DESCRIPTION OF THE TASK: The required output is every line from the one with "Question. Indicate each instance of the haze" through the final line of the data below, unchanged.
START EXCERPTED DATA
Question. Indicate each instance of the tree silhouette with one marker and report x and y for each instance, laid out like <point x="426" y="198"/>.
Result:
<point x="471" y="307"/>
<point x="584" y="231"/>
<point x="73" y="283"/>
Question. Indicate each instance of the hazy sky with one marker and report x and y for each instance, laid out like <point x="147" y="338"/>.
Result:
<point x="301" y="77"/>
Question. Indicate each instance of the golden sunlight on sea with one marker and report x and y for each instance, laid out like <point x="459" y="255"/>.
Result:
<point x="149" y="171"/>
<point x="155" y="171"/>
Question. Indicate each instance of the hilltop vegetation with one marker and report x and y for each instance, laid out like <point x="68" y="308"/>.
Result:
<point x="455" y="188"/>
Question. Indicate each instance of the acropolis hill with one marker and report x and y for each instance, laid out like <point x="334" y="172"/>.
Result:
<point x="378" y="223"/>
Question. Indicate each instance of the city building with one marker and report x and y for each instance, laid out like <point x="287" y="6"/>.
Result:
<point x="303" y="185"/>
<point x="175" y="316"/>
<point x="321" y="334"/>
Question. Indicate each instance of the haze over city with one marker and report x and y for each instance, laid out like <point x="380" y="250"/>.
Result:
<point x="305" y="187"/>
END EXCERPTED DATA
YOUR RESPONSE:
Question. Indicate each instance of the haze over city with one marker and report x and y for each instance, laid out like <point x="380" y="250"/>.
Result:
<point x="305" y="187"/>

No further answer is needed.